(PROBLEM DETAILS) Count the lines in the items below that contain the string "bare". Give only the number.

(Object position labeling items)
* * * * * * * * *

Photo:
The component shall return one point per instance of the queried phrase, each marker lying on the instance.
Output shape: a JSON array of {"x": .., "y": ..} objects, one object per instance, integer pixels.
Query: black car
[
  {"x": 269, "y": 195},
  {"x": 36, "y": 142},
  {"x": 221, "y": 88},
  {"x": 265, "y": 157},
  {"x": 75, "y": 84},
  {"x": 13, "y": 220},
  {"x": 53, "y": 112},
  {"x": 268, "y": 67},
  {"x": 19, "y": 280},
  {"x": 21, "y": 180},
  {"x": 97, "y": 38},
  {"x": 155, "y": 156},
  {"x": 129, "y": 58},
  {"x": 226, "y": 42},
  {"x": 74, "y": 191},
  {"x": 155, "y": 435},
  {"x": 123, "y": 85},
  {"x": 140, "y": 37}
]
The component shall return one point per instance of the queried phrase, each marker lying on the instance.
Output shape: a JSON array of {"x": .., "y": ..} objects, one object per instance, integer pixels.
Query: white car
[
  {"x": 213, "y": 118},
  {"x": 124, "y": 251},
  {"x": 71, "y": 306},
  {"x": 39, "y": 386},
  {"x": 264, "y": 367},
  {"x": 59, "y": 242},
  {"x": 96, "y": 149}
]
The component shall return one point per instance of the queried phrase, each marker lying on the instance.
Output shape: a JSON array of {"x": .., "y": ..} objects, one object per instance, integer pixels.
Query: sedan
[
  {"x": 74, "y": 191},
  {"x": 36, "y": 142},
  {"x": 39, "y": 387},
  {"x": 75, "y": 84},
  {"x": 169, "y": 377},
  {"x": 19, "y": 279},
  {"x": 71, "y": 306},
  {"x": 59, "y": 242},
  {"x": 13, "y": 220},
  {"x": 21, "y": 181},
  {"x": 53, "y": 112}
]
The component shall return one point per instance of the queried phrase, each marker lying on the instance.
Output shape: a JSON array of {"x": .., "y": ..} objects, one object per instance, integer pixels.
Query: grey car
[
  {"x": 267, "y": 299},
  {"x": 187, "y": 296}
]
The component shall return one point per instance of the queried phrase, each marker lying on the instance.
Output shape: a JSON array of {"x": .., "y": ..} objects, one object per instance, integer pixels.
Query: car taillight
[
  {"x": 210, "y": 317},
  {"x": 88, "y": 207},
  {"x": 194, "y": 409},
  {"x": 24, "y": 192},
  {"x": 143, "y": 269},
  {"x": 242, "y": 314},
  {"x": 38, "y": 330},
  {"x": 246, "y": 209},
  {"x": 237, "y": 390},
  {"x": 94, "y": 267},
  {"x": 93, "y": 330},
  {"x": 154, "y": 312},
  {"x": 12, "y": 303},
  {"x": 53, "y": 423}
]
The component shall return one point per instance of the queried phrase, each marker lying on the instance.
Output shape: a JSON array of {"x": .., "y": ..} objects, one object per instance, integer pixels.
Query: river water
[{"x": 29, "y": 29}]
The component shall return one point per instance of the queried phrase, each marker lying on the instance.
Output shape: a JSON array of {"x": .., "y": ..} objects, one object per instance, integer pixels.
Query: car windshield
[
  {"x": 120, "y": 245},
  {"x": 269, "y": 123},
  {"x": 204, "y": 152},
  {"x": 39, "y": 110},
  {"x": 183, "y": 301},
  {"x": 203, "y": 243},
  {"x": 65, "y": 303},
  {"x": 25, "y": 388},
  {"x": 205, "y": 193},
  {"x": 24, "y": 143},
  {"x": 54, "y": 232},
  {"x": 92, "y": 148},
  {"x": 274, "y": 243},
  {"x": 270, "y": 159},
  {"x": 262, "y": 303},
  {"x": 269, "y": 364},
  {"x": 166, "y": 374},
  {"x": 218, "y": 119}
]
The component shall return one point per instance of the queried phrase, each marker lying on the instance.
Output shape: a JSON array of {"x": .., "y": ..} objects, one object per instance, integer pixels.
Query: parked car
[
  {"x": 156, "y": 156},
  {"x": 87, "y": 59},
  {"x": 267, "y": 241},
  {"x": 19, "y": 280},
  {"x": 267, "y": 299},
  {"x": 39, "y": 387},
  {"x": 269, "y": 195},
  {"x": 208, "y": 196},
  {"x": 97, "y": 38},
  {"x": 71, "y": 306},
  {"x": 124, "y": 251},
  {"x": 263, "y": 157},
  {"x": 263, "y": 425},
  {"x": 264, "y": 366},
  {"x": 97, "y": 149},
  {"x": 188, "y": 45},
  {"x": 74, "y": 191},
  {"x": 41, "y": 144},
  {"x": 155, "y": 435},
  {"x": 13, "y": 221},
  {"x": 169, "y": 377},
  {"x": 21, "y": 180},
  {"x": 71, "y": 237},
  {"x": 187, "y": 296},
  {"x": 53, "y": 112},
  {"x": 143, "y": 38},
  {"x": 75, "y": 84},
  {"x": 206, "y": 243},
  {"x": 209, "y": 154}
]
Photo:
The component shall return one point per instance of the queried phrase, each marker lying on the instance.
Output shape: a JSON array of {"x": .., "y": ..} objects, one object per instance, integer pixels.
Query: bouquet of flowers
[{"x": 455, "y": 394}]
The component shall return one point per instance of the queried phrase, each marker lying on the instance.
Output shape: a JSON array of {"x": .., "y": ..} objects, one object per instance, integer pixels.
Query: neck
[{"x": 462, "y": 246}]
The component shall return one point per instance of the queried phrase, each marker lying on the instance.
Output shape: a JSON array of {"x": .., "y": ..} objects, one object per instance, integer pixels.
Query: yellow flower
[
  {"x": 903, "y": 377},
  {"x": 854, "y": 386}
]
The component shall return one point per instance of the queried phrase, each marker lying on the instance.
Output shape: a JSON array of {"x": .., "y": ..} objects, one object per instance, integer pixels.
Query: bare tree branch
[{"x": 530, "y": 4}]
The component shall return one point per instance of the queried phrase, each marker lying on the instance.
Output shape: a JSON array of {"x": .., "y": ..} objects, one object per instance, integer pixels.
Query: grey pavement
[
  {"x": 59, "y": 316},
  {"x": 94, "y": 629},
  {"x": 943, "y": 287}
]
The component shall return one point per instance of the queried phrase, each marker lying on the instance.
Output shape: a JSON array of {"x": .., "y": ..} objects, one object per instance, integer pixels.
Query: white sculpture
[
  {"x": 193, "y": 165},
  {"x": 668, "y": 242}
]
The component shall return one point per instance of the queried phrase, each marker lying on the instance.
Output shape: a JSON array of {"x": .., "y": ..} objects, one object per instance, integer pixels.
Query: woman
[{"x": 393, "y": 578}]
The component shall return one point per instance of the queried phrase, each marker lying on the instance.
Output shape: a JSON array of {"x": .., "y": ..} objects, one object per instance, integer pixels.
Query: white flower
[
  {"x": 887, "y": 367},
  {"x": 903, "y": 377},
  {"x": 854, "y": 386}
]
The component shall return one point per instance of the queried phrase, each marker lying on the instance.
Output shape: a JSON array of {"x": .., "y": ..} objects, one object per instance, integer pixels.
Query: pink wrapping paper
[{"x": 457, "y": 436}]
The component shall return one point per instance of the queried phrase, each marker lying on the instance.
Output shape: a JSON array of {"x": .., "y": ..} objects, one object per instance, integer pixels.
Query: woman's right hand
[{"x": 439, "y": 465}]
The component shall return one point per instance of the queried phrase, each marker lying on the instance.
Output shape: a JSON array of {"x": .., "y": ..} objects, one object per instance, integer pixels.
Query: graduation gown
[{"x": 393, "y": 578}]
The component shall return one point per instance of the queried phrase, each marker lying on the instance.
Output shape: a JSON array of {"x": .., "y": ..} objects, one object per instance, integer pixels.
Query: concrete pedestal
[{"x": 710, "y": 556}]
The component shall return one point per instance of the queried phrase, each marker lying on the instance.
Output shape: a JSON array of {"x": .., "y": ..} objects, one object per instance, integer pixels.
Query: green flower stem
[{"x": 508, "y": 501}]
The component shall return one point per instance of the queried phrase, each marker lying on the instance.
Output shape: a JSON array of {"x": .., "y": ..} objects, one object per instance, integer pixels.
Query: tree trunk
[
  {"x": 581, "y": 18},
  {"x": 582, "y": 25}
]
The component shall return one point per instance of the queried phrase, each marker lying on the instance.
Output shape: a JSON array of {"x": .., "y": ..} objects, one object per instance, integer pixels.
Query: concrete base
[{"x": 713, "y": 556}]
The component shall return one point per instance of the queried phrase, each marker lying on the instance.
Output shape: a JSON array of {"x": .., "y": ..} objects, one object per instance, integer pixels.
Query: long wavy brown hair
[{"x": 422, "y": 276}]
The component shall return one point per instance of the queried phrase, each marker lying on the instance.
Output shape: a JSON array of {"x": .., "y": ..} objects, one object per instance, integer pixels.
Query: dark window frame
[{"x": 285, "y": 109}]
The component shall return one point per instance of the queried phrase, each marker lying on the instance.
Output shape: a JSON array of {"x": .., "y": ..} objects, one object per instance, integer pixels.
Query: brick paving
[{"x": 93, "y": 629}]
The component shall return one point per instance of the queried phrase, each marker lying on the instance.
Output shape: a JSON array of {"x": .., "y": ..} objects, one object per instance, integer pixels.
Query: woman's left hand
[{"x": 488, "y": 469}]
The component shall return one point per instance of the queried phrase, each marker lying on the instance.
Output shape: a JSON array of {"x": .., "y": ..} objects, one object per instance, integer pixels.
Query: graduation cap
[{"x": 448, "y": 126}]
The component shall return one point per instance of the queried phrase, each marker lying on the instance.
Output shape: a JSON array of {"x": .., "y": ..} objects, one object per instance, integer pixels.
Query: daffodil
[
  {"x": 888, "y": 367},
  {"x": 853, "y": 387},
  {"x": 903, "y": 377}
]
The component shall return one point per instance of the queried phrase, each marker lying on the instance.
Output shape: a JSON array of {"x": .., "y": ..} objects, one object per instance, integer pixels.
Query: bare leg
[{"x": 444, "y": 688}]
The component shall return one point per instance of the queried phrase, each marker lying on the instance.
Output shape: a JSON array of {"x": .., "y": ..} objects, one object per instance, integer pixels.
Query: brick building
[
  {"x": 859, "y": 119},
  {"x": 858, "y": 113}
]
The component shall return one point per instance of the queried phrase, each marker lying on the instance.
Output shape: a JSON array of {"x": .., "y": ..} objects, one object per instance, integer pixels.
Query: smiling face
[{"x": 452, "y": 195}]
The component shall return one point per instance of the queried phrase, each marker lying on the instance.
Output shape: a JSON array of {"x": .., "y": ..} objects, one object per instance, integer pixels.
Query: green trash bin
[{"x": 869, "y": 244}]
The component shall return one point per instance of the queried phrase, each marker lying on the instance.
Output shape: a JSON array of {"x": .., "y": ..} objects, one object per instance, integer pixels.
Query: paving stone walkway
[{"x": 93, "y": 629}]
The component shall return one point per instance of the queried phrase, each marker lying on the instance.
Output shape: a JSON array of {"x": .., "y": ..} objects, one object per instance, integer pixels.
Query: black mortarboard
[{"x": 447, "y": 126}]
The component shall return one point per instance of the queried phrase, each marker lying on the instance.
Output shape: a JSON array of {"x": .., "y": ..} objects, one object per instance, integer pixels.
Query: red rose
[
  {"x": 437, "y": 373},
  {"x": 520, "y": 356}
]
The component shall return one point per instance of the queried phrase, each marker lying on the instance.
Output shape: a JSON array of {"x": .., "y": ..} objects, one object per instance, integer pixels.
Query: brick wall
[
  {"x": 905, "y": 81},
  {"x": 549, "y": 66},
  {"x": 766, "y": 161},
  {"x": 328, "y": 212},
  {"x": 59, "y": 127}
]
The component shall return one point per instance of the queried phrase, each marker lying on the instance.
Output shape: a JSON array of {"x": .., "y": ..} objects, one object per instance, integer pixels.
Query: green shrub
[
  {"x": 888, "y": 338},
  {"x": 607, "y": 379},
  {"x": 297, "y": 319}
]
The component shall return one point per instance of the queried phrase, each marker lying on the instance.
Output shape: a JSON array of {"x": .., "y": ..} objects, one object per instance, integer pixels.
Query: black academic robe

* * * * * * * * *

(FINISHED TASK) 2